● What is required:
Please, could you print all the lines below exactly, leaving out the pictures?

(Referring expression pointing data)
▼

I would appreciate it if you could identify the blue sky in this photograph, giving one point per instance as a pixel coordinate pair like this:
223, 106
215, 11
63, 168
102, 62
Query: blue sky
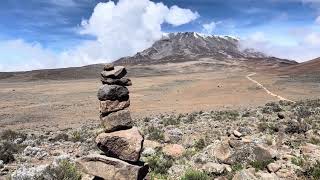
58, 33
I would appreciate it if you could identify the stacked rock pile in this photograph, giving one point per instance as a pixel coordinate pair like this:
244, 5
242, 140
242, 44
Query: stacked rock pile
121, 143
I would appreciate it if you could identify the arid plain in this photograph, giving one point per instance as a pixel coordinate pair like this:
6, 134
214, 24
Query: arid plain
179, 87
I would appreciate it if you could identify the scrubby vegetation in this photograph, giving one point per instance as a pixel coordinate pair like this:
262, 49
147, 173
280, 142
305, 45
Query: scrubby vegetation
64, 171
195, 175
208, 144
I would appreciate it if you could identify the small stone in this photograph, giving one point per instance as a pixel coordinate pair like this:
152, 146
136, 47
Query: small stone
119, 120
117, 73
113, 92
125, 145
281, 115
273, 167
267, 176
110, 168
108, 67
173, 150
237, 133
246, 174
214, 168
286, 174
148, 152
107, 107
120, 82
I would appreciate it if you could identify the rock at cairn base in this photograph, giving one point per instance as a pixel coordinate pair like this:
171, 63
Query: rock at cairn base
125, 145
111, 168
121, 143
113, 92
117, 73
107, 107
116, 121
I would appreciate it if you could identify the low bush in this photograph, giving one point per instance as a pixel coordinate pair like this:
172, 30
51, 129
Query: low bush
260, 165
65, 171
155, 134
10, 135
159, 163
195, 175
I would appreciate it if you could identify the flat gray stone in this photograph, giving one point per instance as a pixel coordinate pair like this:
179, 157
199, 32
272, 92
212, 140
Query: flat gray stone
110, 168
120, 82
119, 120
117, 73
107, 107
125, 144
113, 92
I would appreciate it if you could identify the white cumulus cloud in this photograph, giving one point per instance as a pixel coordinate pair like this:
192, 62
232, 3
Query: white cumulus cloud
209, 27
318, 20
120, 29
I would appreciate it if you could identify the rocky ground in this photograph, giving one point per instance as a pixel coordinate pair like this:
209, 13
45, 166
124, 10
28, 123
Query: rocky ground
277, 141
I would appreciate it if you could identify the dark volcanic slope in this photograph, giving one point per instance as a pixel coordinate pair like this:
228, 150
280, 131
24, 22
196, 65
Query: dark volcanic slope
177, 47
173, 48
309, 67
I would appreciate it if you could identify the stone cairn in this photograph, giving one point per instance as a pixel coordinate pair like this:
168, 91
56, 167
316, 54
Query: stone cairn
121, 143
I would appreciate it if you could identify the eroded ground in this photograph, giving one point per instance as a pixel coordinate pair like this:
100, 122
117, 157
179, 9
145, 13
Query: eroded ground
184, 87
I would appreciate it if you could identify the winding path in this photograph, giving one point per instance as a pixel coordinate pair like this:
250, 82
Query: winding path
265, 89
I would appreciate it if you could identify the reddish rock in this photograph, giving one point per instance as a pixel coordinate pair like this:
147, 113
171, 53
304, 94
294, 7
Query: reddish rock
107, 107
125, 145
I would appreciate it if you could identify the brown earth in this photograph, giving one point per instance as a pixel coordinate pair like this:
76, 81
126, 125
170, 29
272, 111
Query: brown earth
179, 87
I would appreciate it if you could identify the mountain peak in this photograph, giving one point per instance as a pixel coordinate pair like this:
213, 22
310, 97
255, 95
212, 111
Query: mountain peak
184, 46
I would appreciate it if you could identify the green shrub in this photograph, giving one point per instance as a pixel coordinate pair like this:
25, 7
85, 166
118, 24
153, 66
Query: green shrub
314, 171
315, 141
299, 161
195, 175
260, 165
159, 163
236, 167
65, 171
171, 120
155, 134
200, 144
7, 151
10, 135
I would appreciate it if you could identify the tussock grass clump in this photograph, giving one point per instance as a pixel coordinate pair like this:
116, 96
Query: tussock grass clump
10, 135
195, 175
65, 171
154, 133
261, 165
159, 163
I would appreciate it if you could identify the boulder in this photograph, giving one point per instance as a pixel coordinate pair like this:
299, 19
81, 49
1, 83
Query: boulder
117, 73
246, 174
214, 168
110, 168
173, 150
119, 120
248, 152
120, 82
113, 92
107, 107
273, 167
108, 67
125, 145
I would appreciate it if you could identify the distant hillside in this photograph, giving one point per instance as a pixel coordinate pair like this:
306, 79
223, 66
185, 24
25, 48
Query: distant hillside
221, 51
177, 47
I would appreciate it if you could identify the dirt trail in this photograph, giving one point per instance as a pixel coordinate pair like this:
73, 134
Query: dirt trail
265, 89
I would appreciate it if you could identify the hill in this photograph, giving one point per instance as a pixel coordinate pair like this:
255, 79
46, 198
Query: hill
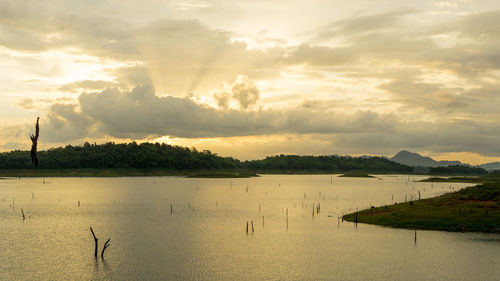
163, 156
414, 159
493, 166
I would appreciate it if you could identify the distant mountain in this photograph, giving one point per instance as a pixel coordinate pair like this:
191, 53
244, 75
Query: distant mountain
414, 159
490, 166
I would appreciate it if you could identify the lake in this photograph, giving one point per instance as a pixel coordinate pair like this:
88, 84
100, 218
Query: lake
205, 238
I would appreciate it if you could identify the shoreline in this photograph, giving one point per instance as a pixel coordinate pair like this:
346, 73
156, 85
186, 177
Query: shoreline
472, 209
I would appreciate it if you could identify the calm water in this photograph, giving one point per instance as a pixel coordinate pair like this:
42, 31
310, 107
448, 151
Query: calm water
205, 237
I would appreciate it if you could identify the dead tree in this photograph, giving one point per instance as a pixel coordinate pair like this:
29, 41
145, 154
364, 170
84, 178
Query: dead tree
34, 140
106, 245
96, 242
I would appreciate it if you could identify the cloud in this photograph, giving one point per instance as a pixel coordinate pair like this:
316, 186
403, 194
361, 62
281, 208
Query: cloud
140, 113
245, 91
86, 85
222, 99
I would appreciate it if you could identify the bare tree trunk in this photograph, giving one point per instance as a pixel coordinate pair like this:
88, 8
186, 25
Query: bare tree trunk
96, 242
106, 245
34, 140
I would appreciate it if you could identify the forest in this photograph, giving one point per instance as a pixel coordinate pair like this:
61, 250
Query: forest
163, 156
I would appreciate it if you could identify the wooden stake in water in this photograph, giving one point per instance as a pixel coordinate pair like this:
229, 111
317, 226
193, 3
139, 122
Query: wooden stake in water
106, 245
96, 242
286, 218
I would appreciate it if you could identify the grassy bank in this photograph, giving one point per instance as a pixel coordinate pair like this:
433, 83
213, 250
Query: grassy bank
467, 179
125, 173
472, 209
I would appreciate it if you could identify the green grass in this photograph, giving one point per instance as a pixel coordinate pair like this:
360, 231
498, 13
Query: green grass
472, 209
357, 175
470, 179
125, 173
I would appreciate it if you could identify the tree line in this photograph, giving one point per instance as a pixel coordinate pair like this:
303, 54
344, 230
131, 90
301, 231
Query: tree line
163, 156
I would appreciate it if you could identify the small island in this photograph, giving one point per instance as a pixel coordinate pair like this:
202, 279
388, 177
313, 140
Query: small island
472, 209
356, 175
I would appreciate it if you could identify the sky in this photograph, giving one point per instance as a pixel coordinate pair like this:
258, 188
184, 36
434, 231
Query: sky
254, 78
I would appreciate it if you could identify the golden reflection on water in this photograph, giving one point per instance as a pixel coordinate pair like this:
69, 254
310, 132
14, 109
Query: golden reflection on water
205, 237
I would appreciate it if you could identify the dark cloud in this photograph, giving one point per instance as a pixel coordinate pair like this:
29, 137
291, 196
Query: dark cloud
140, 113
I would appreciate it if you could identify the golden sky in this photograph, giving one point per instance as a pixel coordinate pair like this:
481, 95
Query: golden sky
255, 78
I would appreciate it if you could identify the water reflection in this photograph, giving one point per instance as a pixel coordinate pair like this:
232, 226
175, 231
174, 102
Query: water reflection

▲

● Response to this exercise:
I would appreciate it if you could identify the blue sky in this photograph, giving one point per instance as a pixel coordinate pair like this:
223, 106
215, 11
63, 168
102, 62
Query: blue sky
58, 33
I would appreciate it if you could identify the stacked rock pile in this photograph, giving one point per instance as a pixel coordinate pair like this:
244, 5
242, 140
242, 44
Query: stacked rock pile
121, 143
I would appreciate it if you could identify the arid plain in this photograph, giving one point per instance as a pixel coordinate pair like this:
6, 134
214, 24
Query: arid plain
179, 87
I would appreciate it if you could identify the scrubby vegetation in this photograph, giving one point per instance as a pixel coordinate pair like this:
262, 49
147, 173
280, 142
305, 45
Query: scrubby vegetation
64, 171
195, 175
208, 144
I would appreciate it if you could identify the small stone in this photograph, giving one point per instance as a pixel coordinate pair like this:
152, 146
136, 47
Query: small stone
119, 120
117, 73
113, 92
125, 145
281, 115
273, 167
267, 176
110, 168
108, 67
173, 150
237, 133
246, 174
214, 168
286, 174
148, 152
107, 107
120, 82
I would appreciate it if you could identify the rock at cairn base in this photograph, giving one point per instance as a pixel coordinate pair like this:
171, 63
Query: rock at cairn base
125, 145
111, 168
121, 143
113, 92
117, 73
107, 107
116, 121
I would appreciate it if you could identify the low bush in this photograph, giving one point per instance as a pixel coordinate pair like this:
172, 30
51, 129
Query: low bush
260, 165
65, 171
155, 134
10, 135
159, 163
195, 175
I would appreciate it if you could identify the flat gray stone in this photograph, giving one point per instance as a pixel coordinate pair like this:
179, 157
199, 32
272, 92
212, 140
Query: flat gray stone
110, 168
120, 82
119, 120
117, 73
107, 107
125, 144
113, 92
I would appreciate it if you could identify the white cumulus cloud in this photograph, giving one point per instance as a pixel coordinate pair like this:
192, 62
232, 3
Query: white cumulus cloud
209, 27
318, 20
120, 29
I would appreciate it if you could identify the rocky ground in this photograph, giving one point per instance as a pixel coordinate pair like this:
209, 13
45, 166
124, 10
28, 123
Query: rocky ground
277, 141
I would appreciate it if you could identify the dark volcanic slope in this photograph, giving one point per instance as a pixel coordinate pair like this:
228, 150
280, 131
24, 22
196, 65
Query: dark volcanic slope
177, 47
173, 48
309, 67
I would appreciate it if you could identify the stone cairn in this photograph, giving one point per instance as a pixel coordinate pair like this:
168, 91
56, 167
316, 54
Query: stone cairn
121, 143
I would appreciate it if you could identify the eroded ground in this photograph, giving one point per instance as a pixel coordinate pair like this:
100, 122
117, 157
179, 9
145, 13
Query: eroded ground
184, 87
I would appreciate it if you could identify the winding path in this photograph, giving one point per instance as a pixel coordinate pair like this:
250, 82
Query: winding path
265, 89
I would appreciate it if you could identify the reddish rock in this photograph, giving one point per instance as a pixel coordinate pair like this:
147, 113
171, 53
304, 94
294, 7
Query: reddish rock
107, 107
125, 145
I would appreciate it if you could identify the brown earth in this photograph, giving one point per instance as a pixel coordinate pair like this:
76, 81
126, 125
170, 29
272, 111
Query: brown earth
179, 87
I would appreciate it if you could identify the mountain peak in this photograph, giving one point per instance as a pixel coordinate pair like this:
213, 22
310, 97
255, 95
212, 111
Query: mountain peak
184, 46
I would appreciate it if you could identify the green shrub in this photograph, giving one point per instance as a pixel coordinate pair like this:
25, 7
85, 166
118, 24
153, 66
Query: green shrub
314, 171
315, 141
299, 161
195, 175
260, 165
159, 163
236, 167
65, 171
171, 120
155, 134
200, 144
7, 151
10, 135
I would appreciate it if you could identify the tussock grass clump in this photograph, giving one point per instance as a pixel coordinate pair like this:
116, 96
Query: tussock grass clump
10, 135
195, 175
65, 171
154, 133
261, 165
159, 163
I would appreciate it if you could identify the boulder in this photograph, giving one point per instance as a pixel coordinate pair like this:
299, 19
81, 49
1, 83
Query: boulder
117, 73
246, 174
214, 168
110, 168
173, 150
119, 120
248, 152
120, 82
113, 92
107, 107
273, 167
108, 67
125, 145
I would appreciate it if you could identify the distant hillside in this photograph, giving one point per instance as a pixel coordinate pair like this:
306, 79
223, 66
185, 24
25, 48
Query: distant hillside
221, 51
177, 47
I would appreciate it if you could identify the dirt trail in this photograph, giving one point per instance as a pixel coordinate pair like this:
73, 134
Query: dirt trail
265, 89
I would appreciate it if you could identify the hill in this photograph, giving one point per instance as a pixel coordinate pair like this:
255, 79
46, 198
Query: hill
163, 156
414, 159
493, 166
I would appreciate it if you could identify the distant mountain in this photograph, giving one point per instance as a pixel coordinate pair like this:
191, 53
244, 75
Query: distant mountain
414, 159
490, 166
I would appreciate it if you could identify the lake in this photograph, giving one point per instance as a pixel coordinate pair like this:
88, 84
100, 218
Query: lake
205, 238
I would appreciate it if you could identify the shoreline in this photograph, giving one point per instance as a pixel coordinate pair like this:
346, 73
156, 85
186, 177
Query: shoreline
472, 209
I would appreciate it if you could identify the calm water in this photograph, giving one point per instance as a pixel coordinate pair like this:
42, 31
310, 107
448, 151
Query: calm water
205, 237
I would appreciate it if you could identify the dead tree in this photograph, giving one point per instance as a pixel coordinate pair like this:
29, 41
145, 154
364, 170
84, 178
Query: dead tree
34, 140
106, 245
96, 242
I would appreciate it if you could identify the cloud in this photograph, giving one point per instance as a pixel coordinate pair like this:
316, 186
403, 194
361, 62
281, 208
Query: cloud
140, 113
245, 91
86, 85
222, 99
I would appreciate it if you could identify the bare tree trunk in this photograph, giving one point per instance as a pixel coordinate pair like this:
88, 8
186, 25
Query: bare tree trunk
96, 242
106, 245
34, 140
I would appreciate it if you could identify the forest in this photograph, giving one point per instance as a pixel coordinate pair like this:
61, 250
Query: forest
163, 156
I would appreciate it if you could identify the wooden stake in water in this photograph, giving one point per instance as a pixel coordinate pair like this:
229, 111
317, 226
193, 3
139, 122
Query: wooden stake in water
106, 245
96, 242
286, 218
I would appreciate it if you could identify the grassy bank in this photograph, giving one point per instance as a pixel coordinate pair like this:
433, 83
213, 250
Query: grassy bank
467, 179
125, 173
472, 209
I would appreciate it if you could identify the green grass in this photograph, giving one point per instance as a pixel coordinate pair like this:
360, 231
498, 13
Query: green grass
472, 209
357, 175
470, 179
125, 173
I would appreciate it if you could identify the tree line in this photograph, giving one point per instance as a pixel coordinate pair like this:
303, 54
344, 230
131, 90
301, 231
Query: tree line
163, 156
I would appreciate it if you could identify the small island in this photograph, giving one point per instance as a pixel coordinate pair like this:
202, 279
388, 177
313, 140
Query: small island
472, 209
356, 175
I would appreciate it if you could identify the sky in this photograph, giving one point per instance as a pixel coordinate pair like this:
258, 188
184, 36
434, 231
Query: sky
254, 78
I would appreciate it if you could identify the golden reflection on water in this photograph, giving one point per instance as a pixel coordinate pair like this:
69, 254
310, 132
14, 109
Query: golden reflection on water
205, 237
I would appreciate it if you could identify the dark cloud in this photograph, giving one point per instance as a pixel coordinate pair like this:
29, 137
291, 196
Query: dark cloud
140, 113
I would appreciate it if you could identify the golden sky in this photograph, giving one point per instance as a pixel coordinate pair like this:
481, 95
Query: golden sky
255, 78
I would appreciate it if you could identify the water reflection in this photograph, giving one point per instance as a pixel coordinate pair like this:
232, 226
175, 231
174, 102
Query: water reflection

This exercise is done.